**Exercise goal**
Reproduce the listing below, substituting "snout" for every occurrence of "muzzle" and leaving everything else unchanged.

**Records for the task**

***

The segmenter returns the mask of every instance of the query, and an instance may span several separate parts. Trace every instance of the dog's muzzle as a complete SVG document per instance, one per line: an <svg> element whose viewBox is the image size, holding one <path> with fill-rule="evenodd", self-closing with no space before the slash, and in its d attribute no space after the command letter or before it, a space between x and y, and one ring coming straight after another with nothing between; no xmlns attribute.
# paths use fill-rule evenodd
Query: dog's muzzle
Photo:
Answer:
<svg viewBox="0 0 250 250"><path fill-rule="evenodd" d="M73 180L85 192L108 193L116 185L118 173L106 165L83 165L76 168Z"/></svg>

***

**Response below**
The segmenter returns the mask of every instance of the query, and an instance may span several separate parts. Trace every instance of the dog's snout as a complete SVG document per instance, one per line: an <svg> element whose viewBox is the image size, holding one <path> with fill-rule="evenodd", self-closing with no space before the slash, and in its d attribute no space after the command letter or before it, a space between x and y, and one ring coming straight after another with nothing between; no xmlns attribute.
# paths use fill-rule evenodd
Query: dog's snout
Photo:
Answer:
<svg viewBox="0 0 250 250"><path fill-rule="evenodd" d="M73 180L85 192L108 193L116 185L118 173L106 165L83 165L76 168Z"/></svg>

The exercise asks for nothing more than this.